• **Directions**
Retrieve every line from the records in which the word "green" occurs.
Information supplied START
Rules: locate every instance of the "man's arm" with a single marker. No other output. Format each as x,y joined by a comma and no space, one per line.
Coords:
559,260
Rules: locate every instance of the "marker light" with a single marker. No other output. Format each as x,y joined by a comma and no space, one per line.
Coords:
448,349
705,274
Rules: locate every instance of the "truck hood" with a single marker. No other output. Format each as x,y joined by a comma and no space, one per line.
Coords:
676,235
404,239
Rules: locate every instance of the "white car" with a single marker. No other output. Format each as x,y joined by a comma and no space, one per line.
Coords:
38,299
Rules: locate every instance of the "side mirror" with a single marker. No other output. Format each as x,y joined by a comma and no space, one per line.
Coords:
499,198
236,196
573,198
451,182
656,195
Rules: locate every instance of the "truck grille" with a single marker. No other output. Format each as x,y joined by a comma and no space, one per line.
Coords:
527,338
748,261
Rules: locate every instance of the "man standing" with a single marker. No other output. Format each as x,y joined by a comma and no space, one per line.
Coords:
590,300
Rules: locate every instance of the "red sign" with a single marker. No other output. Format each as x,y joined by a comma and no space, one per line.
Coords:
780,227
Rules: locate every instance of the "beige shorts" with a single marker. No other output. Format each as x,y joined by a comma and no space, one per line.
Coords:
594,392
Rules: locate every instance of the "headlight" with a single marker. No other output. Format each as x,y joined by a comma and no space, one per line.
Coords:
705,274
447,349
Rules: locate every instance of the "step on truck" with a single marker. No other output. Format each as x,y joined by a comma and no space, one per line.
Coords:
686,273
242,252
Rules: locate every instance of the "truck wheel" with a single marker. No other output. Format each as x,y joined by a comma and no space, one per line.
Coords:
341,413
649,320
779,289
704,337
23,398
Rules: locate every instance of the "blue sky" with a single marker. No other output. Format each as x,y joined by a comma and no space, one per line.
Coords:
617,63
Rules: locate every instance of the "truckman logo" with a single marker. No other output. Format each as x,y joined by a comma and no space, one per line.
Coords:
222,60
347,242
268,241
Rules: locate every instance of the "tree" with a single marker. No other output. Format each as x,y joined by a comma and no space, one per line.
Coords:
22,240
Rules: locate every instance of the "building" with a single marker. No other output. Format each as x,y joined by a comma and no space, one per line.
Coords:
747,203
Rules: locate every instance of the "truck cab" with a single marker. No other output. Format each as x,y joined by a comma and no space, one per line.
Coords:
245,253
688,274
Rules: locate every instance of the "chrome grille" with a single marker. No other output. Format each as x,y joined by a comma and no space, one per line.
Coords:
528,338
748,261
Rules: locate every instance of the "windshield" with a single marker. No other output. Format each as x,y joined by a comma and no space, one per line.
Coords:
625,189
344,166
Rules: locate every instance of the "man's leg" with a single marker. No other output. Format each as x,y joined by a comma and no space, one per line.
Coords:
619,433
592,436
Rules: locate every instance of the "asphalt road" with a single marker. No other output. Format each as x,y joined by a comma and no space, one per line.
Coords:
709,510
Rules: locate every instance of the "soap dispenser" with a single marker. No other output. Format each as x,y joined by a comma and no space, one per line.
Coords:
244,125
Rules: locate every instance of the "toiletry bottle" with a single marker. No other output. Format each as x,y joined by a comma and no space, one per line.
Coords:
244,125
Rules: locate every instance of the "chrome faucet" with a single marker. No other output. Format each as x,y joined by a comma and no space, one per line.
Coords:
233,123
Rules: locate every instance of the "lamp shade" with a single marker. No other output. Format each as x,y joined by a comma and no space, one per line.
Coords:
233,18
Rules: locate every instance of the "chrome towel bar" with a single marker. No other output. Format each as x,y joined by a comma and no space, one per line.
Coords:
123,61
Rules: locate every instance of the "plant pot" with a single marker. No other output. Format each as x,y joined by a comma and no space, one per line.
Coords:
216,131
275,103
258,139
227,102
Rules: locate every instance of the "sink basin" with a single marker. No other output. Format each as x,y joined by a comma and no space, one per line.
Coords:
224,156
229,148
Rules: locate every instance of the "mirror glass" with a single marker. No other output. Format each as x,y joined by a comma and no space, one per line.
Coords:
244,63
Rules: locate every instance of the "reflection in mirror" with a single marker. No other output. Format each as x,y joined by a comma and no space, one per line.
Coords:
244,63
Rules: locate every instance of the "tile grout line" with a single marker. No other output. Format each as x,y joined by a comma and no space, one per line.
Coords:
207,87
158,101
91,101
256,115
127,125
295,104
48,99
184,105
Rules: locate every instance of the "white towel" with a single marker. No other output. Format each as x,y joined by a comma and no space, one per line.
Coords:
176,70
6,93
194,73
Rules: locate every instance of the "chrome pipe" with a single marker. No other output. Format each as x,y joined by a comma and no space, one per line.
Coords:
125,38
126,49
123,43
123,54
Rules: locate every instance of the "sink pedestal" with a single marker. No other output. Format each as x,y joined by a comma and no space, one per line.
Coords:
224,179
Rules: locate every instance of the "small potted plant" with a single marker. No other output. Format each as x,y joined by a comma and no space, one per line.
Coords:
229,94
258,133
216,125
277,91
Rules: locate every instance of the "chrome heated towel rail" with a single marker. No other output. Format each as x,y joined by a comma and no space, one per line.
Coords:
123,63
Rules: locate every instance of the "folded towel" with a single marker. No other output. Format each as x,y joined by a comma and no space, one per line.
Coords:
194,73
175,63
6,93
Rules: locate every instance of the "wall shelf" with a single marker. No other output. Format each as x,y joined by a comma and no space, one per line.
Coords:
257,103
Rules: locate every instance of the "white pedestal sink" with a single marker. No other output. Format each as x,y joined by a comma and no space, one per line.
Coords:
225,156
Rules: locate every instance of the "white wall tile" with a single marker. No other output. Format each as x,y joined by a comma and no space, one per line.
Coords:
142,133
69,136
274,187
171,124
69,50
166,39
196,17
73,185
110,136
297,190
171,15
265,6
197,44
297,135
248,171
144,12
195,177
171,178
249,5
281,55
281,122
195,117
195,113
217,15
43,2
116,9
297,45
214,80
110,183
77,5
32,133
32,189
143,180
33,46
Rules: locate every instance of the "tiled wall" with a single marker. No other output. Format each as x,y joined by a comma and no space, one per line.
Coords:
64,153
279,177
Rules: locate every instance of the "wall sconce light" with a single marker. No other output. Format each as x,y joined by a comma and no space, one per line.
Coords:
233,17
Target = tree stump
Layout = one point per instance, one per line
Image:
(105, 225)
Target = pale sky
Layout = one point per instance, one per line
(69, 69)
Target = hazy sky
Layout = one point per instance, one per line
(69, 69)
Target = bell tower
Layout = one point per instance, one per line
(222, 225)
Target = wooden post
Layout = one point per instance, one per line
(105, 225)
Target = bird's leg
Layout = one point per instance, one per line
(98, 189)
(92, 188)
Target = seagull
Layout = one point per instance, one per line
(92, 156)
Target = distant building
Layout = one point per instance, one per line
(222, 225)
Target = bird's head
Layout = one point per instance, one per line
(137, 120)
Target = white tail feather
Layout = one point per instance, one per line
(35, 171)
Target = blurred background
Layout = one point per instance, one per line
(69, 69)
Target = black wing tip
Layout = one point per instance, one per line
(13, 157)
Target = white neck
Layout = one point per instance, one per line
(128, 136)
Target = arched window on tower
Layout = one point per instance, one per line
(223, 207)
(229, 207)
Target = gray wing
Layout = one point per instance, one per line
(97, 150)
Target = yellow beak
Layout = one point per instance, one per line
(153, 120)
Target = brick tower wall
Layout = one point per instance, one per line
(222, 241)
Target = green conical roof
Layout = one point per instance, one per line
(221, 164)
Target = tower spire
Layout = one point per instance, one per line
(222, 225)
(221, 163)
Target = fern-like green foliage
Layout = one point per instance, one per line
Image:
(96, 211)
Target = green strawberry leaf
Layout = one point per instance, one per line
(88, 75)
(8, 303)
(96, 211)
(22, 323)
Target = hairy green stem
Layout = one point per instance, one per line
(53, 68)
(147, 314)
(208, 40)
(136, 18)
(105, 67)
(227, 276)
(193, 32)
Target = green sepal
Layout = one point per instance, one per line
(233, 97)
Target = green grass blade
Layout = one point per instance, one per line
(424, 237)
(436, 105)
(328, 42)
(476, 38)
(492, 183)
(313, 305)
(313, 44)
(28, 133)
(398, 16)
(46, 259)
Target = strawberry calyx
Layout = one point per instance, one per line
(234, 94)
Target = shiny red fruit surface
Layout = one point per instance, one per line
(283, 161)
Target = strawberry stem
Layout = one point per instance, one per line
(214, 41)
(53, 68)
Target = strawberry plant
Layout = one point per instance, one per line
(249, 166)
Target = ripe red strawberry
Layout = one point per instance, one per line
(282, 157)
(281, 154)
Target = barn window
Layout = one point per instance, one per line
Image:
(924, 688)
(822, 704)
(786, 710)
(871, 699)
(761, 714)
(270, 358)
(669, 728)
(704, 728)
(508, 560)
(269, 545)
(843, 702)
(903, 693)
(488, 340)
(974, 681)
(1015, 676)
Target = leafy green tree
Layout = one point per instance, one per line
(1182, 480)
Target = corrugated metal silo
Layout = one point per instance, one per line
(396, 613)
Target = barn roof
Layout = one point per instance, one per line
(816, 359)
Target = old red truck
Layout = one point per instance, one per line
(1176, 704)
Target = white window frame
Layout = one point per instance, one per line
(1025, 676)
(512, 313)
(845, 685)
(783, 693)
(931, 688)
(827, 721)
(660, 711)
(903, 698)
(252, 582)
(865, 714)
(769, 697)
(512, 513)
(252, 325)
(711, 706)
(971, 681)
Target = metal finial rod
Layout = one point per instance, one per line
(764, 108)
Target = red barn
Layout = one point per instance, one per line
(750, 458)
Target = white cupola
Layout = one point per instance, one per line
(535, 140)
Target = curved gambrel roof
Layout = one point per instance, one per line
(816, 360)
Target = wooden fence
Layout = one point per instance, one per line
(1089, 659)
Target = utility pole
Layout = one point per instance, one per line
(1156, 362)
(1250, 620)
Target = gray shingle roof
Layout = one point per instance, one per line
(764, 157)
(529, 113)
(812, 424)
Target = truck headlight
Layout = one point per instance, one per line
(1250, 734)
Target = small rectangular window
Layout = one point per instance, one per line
Information supplied END
• **Task result**
Target = green conical roof
Target = fern-like green foliage
Target = green strawberry leaf
Target = hairy green stem
Target = green sepal
Target = green grass blade
Target = leafy green tree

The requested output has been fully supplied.